### [Directions]
The expected output is the line bearing "Return one point for each instance of the black" followed by all remaining lines of the records, each restated word for word.

*** Begin section ***

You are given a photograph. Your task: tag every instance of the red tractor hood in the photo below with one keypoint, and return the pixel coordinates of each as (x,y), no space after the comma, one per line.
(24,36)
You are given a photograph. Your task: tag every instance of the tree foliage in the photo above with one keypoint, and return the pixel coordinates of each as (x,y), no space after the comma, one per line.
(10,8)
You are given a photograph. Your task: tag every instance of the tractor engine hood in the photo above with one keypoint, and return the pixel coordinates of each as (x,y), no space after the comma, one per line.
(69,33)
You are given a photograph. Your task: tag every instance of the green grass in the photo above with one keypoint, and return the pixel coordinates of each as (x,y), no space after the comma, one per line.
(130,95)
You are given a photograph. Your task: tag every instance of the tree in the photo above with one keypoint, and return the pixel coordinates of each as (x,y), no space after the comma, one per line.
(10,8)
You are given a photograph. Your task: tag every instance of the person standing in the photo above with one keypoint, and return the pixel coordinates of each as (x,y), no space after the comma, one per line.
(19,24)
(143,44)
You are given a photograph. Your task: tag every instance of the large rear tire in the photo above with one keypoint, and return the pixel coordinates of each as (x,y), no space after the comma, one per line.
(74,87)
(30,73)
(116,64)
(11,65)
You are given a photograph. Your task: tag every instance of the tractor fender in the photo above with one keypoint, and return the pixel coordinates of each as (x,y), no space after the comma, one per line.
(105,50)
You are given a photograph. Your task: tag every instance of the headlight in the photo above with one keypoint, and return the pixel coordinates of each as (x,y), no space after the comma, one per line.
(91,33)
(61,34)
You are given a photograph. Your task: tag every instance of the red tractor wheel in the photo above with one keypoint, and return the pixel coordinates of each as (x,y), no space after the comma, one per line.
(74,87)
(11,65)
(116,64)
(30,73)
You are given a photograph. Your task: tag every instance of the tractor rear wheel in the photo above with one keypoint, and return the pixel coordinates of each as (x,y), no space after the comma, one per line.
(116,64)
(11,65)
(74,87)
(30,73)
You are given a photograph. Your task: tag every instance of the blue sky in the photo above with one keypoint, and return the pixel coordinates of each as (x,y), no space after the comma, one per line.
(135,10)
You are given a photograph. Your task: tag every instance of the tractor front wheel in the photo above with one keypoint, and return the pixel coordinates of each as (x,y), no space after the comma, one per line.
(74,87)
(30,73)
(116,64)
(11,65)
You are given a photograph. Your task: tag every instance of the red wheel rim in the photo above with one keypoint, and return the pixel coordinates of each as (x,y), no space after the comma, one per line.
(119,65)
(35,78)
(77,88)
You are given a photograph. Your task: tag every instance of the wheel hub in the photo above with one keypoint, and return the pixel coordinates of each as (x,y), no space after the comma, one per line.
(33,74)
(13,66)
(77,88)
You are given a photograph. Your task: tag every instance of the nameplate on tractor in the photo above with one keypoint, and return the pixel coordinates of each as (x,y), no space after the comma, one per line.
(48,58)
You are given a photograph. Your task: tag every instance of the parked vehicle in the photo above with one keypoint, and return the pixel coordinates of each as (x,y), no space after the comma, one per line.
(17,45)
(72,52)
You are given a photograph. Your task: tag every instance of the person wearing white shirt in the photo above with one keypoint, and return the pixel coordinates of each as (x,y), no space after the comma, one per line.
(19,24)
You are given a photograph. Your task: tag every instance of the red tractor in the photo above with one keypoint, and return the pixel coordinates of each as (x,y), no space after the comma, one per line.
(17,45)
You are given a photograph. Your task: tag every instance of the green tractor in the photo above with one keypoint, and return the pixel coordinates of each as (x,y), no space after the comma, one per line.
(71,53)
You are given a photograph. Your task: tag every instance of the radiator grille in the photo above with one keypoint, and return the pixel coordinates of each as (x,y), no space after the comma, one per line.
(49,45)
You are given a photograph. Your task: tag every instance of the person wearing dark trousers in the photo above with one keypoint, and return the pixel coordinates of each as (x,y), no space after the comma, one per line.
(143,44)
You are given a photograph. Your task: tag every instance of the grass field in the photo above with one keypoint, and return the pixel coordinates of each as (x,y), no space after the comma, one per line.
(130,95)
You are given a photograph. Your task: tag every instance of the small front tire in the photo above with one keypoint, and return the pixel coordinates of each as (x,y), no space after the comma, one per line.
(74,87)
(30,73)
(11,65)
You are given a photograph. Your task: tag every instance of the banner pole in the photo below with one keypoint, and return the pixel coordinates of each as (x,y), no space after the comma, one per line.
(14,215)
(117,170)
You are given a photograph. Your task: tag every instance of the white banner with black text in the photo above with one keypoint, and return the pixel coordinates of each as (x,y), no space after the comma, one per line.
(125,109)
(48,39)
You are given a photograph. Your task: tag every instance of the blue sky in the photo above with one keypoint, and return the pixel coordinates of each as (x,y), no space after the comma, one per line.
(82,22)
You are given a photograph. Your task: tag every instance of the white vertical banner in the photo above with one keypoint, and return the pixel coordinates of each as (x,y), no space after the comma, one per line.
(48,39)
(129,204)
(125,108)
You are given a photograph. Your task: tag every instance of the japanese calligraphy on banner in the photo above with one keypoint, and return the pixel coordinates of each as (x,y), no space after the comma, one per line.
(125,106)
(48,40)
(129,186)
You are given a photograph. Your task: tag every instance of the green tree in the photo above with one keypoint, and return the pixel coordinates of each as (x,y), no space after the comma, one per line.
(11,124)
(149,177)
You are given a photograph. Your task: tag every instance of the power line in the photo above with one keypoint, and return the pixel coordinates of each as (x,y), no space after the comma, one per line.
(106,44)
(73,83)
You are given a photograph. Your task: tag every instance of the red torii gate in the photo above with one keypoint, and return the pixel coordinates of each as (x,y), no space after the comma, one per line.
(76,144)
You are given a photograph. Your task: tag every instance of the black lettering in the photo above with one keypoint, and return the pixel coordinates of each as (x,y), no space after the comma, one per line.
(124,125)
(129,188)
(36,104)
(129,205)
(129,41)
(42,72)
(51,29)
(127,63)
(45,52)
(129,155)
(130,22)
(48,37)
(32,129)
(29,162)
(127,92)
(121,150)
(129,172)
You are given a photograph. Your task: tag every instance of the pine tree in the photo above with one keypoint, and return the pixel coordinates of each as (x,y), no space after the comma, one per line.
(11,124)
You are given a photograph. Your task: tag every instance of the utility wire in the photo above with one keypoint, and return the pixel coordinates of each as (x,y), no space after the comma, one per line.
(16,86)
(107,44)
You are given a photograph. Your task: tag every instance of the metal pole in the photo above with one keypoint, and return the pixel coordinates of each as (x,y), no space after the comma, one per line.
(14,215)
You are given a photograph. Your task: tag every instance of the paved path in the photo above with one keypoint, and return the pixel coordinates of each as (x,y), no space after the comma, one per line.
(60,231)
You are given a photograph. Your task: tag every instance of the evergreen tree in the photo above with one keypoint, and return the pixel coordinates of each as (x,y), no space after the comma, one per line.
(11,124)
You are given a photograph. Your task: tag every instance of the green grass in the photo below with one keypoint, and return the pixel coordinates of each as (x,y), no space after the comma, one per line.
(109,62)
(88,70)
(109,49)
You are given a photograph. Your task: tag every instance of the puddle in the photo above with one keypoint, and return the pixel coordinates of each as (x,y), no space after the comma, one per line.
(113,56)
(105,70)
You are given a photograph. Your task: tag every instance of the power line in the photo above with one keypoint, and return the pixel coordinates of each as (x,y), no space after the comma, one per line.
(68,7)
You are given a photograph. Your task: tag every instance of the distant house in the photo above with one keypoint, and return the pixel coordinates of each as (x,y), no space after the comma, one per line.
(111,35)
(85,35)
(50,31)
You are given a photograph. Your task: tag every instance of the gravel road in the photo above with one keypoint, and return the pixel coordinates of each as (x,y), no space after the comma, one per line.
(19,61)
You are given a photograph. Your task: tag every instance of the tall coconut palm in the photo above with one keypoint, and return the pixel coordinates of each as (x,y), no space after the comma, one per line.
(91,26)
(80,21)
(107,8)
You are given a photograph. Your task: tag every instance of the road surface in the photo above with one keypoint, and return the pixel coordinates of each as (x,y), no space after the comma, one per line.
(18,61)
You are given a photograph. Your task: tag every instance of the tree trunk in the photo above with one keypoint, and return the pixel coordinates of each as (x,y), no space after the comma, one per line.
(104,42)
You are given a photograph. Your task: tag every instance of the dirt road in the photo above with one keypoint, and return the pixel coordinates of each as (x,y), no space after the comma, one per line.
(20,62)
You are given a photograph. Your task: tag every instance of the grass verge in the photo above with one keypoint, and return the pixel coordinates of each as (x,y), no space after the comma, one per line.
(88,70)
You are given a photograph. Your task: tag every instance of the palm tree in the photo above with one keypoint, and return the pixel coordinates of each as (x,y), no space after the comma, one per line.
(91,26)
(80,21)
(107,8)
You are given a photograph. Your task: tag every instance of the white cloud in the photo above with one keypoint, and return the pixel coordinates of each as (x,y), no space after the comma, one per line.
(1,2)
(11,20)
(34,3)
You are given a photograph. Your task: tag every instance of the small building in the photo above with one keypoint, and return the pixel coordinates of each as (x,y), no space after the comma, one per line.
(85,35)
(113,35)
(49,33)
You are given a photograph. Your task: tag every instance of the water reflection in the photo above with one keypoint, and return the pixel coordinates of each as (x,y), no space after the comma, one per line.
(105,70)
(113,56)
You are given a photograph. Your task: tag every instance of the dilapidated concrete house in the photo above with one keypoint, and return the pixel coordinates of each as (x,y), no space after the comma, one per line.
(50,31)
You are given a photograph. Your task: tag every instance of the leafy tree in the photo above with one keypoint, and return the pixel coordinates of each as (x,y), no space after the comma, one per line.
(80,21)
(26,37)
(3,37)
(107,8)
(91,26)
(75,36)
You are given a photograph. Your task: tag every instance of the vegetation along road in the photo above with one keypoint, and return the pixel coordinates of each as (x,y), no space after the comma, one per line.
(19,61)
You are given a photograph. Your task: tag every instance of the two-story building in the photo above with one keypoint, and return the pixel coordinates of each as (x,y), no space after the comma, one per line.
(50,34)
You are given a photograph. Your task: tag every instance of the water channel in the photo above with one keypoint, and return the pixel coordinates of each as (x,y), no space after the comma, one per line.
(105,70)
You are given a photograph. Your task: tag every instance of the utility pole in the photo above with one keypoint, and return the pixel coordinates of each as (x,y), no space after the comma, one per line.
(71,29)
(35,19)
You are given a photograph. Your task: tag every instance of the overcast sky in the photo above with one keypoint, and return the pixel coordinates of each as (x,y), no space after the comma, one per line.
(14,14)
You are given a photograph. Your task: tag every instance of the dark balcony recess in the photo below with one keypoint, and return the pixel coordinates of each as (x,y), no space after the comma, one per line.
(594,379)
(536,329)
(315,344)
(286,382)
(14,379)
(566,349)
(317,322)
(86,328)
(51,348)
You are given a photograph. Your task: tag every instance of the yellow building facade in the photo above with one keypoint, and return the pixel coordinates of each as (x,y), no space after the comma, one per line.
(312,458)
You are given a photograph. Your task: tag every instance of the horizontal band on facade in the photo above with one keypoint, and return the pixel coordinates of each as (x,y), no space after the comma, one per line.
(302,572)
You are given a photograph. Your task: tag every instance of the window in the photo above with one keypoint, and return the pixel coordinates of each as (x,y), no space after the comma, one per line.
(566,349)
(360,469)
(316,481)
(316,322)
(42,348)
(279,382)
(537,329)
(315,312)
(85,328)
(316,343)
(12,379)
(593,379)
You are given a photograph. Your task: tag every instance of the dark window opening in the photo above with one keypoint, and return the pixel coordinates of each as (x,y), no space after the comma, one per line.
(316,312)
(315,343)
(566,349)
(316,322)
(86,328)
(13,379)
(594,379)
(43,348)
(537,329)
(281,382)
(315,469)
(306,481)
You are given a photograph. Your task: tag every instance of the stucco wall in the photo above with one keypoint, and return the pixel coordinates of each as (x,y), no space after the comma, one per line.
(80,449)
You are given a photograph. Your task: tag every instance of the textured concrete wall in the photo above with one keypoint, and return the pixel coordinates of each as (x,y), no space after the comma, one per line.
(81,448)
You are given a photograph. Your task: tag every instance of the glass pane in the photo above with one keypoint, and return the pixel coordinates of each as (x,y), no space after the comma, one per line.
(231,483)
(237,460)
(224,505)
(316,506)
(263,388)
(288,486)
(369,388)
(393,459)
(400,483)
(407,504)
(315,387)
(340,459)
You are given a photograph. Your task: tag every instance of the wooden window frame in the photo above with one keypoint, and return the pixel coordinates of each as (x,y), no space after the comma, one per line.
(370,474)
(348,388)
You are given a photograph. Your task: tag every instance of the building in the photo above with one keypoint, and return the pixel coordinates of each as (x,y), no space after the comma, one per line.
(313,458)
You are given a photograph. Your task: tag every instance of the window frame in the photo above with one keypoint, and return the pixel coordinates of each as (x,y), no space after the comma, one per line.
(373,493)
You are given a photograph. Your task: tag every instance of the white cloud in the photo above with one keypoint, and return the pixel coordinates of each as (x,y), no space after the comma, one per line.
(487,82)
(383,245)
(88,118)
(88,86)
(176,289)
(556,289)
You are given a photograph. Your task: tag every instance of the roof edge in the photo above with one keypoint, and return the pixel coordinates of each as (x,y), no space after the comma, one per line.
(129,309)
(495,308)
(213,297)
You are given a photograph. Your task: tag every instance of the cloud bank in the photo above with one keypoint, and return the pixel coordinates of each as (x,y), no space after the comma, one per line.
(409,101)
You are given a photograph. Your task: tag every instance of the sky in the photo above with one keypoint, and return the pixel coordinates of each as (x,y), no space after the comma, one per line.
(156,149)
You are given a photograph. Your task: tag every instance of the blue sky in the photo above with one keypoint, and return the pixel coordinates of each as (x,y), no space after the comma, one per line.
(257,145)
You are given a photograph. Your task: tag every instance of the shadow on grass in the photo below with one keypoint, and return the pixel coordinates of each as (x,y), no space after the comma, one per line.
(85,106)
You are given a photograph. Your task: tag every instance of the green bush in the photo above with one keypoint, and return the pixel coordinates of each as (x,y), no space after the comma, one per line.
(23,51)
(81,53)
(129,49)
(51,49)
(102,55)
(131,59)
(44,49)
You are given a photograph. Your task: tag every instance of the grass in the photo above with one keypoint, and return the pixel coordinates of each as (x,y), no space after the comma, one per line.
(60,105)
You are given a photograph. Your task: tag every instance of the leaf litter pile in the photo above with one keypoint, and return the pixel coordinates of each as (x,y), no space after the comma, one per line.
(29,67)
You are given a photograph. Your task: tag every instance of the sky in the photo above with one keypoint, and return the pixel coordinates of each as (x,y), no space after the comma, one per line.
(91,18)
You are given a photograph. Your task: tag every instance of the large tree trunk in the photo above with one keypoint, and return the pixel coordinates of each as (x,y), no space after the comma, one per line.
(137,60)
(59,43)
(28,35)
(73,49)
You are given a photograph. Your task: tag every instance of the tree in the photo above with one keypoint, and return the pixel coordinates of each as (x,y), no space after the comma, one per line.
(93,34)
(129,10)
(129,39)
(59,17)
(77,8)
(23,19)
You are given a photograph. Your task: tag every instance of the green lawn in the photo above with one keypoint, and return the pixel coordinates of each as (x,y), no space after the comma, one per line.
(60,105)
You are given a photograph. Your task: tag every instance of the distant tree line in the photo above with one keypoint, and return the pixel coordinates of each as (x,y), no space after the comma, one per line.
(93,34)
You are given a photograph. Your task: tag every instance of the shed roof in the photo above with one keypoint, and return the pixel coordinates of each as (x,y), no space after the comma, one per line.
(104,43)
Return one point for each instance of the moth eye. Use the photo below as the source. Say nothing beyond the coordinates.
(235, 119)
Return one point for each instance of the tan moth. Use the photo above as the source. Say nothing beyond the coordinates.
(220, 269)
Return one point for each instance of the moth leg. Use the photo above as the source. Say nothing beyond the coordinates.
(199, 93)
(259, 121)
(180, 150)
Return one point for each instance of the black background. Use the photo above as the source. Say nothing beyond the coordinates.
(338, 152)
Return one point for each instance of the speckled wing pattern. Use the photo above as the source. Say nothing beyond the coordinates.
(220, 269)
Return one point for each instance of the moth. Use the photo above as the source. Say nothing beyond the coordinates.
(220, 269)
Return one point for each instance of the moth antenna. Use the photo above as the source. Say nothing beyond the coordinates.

*** End section ***

### [Exercise response]
Return one point for each instance of the black background. Use the photo above as the source. Say nothing beyond the coordinates.
(338, 152)
Return one point for each instance of the speckled wing pattern. Use the photo above as the source. Say nothing beyond the coordinates.
(220, 269)
Return one point for each instance of the moth. Use the photo above as the source. Say nothing beyond the coordinates.
(220, 269)
Return one point for each instance of the moth antenna. Use the photo above as the source. Say nothing beyond the coordinates.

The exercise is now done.